Copy exactly the last part of the entries, starting from the line with "Can you find the distant" and including the final line.

▶ **Exercise data**
start

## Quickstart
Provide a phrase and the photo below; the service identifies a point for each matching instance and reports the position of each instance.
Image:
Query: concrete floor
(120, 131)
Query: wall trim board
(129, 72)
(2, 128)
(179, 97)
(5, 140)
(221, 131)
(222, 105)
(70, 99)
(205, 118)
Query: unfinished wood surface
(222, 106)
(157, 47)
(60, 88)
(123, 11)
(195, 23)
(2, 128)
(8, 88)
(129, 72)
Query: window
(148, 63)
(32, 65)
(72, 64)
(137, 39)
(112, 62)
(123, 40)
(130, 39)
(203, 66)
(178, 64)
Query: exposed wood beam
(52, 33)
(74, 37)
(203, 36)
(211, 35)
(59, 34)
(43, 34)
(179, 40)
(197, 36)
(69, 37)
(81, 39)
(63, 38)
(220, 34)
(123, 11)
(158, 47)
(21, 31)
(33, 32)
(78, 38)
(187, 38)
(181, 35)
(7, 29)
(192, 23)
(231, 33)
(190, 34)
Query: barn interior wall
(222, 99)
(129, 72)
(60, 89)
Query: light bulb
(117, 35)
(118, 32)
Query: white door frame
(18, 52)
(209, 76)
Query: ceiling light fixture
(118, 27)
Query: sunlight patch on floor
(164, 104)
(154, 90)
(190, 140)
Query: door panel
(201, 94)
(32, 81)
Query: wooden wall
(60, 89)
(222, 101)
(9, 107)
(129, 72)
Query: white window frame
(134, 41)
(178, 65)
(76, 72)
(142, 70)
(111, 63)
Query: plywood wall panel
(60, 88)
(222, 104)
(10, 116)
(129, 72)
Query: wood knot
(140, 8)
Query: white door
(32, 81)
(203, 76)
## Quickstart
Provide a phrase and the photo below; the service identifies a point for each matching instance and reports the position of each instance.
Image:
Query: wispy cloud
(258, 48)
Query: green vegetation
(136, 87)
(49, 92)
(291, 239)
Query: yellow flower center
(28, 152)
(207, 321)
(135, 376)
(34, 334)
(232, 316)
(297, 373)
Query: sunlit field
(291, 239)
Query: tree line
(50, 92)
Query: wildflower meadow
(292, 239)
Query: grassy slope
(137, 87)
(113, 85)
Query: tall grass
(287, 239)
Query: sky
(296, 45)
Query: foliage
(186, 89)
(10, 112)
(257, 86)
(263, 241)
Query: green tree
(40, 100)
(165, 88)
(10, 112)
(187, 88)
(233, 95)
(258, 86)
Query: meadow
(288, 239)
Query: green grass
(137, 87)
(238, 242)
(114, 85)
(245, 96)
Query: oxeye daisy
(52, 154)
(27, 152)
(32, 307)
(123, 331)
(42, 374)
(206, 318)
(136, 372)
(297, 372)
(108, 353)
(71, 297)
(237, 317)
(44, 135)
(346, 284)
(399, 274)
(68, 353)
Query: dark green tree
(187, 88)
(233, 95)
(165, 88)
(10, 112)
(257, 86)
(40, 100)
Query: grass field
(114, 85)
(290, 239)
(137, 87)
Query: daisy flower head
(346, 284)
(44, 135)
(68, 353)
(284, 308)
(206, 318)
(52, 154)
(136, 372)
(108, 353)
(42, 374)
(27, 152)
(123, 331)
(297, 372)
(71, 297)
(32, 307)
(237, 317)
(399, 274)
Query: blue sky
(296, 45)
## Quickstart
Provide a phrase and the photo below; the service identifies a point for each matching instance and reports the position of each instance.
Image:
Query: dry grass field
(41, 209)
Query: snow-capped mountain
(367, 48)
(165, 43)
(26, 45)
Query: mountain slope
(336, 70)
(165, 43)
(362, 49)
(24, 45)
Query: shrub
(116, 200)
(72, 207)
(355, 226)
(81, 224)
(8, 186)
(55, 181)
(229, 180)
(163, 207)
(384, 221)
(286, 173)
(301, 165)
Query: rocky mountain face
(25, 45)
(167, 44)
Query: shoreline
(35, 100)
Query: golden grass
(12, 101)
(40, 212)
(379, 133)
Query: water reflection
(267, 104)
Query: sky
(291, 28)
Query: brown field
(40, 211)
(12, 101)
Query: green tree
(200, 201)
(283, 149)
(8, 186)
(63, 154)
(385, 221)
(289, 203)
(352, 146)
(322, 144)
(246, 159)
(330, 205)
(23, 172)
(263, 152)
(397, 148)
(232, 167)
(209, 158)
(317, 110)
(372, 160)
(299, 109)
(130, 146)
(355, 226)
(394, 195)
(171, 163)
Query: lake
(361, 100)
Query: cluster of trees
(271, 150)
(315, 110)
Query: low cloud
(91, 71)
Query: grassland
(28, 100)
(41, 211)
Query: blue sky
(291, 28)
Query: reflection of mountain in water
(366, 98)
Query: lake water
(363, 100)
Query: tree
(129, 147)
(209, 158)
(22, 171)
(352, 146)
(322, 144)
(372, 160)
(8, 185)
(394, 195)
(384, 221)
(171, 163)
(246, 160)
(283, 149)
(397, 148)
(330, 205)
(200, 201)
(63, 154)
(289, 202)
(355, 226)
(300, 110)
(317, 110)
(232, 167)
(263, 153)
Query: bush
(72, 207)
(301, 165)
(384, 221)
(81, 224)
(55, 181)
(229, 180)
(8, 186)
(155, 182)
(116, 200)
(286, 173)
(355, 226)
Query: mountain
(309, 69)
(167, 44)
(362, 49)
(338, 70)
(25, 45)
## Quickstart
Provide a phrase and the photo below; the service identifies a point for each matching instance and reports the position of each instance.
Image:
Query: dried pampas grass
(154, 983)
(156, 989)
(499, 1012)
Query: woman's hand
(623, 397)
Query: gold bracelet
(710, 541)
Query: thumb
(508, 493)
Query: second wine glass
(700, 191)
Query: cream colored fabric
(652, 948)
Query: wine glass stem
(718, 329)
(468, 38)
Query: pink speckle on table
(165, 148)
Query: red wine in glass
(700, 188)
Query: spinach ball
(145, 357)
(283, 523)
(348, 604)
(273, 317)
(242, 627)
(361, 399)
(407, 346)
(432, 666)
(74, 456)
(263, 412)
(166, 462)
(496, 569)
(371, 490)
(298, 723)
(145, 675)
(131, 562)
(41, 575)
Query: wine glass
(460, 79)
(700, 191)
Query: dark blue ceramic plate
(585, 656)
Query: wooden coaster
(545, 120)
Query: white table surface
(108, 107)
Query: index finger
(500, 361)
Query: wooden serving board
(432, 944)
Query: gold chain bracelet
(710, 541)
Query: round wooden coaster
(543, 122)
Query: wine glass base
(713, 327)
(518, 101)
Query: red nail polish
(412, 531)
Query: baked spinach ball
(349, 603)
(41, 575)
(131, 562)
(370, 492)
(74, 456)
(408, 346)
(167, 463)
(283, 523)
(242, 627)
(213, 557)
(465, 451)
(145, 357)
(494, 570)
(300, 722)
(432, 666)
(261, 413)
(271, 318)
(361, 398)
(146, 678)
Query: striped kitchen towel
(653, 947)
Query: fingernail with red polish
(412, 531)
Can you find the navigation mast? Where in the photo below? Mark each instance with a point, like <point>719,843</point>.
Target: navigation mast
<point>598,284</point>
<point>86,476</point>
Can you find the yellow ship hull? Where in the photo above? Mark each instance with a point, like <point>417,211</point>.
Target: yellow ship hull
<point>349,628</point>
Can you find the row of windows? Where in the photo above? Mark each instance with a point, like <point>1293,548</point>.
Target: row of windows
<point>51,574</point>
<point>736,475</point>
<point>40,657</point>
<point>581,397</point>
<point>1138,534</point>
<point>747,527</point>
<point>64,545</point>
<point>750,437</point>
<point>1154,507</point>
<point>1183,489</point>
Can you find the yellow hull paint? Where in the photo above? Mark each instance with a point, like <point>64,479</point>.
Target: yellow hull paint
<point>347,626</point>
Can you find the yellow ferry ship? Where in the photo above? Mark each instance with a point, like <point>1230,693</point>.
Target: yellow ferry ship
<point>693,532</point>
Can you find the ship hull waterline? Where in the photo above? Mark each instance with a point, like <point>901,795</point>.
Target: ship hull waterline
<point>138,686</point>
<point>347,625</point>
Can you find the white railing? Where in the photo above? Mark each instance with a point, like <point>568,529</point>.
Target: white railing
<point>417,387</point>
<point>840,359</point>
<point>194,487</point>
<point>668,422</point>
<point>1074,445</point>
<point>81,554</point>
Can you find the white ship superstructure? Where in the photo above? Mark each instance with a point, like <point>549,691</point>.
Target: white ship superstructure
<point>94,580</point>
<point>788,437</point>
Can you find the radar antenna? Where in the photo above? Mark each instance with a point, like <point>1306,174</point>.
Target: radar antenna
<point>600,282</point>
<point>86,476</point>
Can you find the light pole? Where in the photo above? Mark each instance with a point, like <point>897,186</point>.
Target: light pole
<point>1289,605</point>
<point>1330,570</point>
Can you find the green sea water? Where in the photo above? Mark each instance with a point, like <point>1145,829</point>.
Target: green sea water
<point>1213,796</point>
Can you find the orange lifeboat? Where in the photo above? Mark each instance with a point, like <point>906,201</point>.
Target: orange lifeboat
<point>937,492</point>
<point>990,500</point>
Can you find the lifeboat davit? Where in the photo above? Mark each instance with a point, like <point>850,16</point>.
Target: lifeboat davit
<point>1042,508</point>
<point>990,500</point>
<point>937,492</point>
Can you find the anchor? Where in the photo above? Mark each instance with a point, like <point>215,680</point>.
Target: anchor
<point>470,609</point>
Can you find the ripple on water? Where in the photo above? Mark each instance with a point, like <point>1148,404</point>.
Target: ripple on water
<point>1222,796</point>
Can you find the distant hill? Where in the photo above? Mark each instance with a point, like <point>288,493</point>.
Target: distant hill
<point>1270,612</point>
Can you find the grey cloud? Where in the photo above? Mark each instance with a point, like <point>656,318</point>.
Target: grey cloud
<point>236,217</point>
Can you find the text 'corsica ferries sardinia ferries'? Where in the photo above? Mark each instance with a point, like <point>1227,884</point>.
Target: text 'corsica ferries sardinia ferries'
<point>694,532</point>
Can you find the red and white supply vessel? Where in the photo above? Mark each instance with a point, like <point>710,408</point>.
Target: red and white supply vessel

end

▶ **Correct answer**
Can you find the distant hill? Where in the photo above? Mark each instance with a point, like <point>288,493</point>.
Target: distant hill
<point>1270,612</point>
Can you find the grey cloud? Where in the photo above? Mark each instance with a point, like <point>656,318</point>.
Target: grey cloud
<point>236,217</point>
Can you find the text 'corsica ferries sardinia ferries'? Where in the photo above? Mark each instance with a point, like <point>1227,884</point>.
Target: text 'corsica ferries sardinia ferries'
<point>694,532</point>
Can you find the red and white supply vessel? Where in the photo above? Mark each instance with a point, like <point>710,408</point>.
Target: red and white supply vessel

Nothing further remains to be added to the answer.